● **Study text**:
--

In early June, Samantha Marie Ware accused Glee star Lea Michele of making her life a "living hell" while on the set of the FOX series. While Michele has since apologized, Ware's statements opened the floodgates for others to come forward with their own accusations about how poorly they have been treated by the Scream Queens actor. Now, Ware has opened up about why she chose to call out Michele for her alleged on-set behavior.
Ware explained to Variety that she opened up about her experience on the Glee set after she saw that Michele tweeted about George Floyd's death and the Black Lives Matter movement. "It shouldn’t have to take my tweet. When you tweet, 'Black lives matter,' that would mean you have an understanding of what that hashtag means, but it’s clear that it doesn’t. Does Lea even know what a microaggression is? I don’t know," Ware said. "All that her apology did was affirm that she hasn’t learned anything. Am I calling Lea a racist? No. Does Lea have racist tendencies? I think Lea suffers from a symptom of living in this world in an industry that is tailored to white people."

--

● **Material supplied**:
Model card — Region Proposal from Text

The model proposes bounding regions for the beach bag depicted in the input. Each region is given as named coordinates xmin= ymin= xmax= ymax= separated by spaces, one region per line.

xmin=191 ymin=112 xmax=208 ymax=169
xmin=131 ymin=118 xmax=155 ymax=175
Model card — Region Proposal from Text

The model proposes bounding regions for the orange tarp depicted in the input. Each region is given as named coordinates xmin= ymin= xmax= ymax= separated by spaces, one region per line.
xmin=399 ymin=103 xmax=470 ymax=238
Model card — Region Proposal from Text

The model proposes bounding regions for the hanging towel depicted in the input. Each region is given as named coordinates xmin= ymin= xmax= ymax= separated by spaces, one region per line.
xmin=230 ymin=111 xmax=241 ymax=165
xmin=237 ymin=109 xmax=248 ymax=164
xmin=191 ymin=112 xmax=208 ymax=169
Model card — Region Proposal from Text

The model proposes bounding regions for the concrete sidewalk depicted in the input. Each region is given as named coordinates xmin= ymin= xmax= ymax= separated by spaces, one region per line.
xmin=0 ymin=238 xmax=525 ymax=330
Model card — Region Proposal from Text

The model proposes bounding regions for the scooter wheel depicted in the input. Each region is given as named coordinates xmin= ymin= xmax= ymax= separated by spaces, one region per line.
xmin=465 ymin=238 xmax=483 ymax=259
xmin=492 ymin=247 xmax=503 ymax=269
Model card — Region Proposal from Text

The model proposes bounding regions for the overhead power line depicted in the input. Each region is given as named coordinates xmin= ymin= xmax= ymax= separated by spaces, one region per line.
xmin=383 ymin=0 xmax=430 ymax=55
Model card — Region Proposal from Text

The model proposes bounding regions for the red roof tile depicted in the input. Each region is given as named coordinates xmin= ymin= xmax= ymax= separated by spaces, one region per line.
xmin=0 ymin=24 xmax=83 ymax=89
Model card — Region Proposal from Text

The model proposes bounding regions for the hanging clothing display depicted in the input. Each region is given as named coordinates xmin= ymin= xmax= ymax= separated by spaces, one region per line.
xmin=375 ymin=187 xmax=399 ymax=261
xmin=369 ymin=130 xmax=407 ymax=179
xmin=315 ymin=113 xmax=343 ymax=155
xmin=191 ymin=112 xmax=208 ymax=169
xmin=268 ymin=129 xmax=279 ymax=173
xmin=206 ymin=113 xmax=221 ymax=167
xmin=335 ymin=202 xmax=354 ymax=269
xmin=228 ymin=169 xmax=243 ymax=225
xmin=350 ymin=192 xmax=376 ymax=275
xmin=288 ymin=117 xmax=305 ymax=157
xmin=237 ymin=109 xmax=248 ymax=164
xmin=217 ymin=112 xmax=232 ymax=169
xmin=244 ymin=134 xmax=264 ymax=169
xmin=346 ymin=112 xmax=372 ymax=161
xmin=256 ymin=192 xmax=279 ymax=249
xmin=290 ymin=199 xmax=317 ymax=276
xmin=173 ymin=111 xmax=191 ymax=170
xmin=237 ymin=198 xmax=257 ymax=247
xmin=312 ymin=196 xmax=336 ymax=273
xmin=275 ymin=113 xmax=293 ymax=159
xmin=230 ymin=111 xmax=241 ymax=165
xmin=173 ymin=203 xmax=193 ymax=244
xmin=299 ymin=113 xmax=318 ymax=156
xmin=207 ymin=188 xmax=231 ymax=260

--

● **Exercise tasks**:
a: Reproduce the stretch of the article about Samantha Marie Ware from "In early June, Samantha" through "alleged on-set behavior.".
b: In the article about Samantha Marie Ware, what did Ware see that led her to speak about her experience on the Glee set?
c: State whether each statement agrees with the article about Samantha Marie Ware. Answer yes or no, and quote the deciding words.
(i) Michele has apologized since Ware's accusation.
(ii) Ware says she is calling Michele a racist.
(iii) Ware made her accusation in late June.

● **Answers for the exercise**:
a:
In early June, Samantha Marie Ware accused Glee star Lea Michele of making her life a "living hell" while on the set of the FOX series. While Michele has since apologized, Ware's statements opened the floodgates for others to come forward with their own accusations about how poorly they have been treated by the Scream Queens actor. Now, Ware has opened up about why she chose to call out Michele for her alleged on-set behavior.

b: She saw that Michele tweeted about George Floyd's death and the Black Lives Matter movement.

c:
(i) Yes: "While Michele has since apologized"
(ii) No: "Am I calling Lea a racist? No."
(iii) No: "In early June, Samantha Marie Ware accused Glee star Lea Michele"